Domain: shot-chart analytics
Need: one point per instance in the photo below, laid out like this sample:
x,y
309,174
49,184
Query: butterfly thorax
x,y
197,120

□ □ □ □ □

_WHAT IS ASKED_
Convert every line of the entries above into a Markdown table with columns headed "Number" and "Entry line." Give each line its row number, and skip any blank lines.

_SOLVED EXERCISE_
| Number | Entry line |
|---|---|
| 1 | Domain: shot-chart analytics |
| 2 | Need: one point per instance in the photo below, laid out like this sample: |
| 3 | x,y |
| 4 | 309,174 |
| 5 | 49,184 |
| 6 | Query: butterfly thorax |
| 7 | x,y |
| 8 | 197,120 |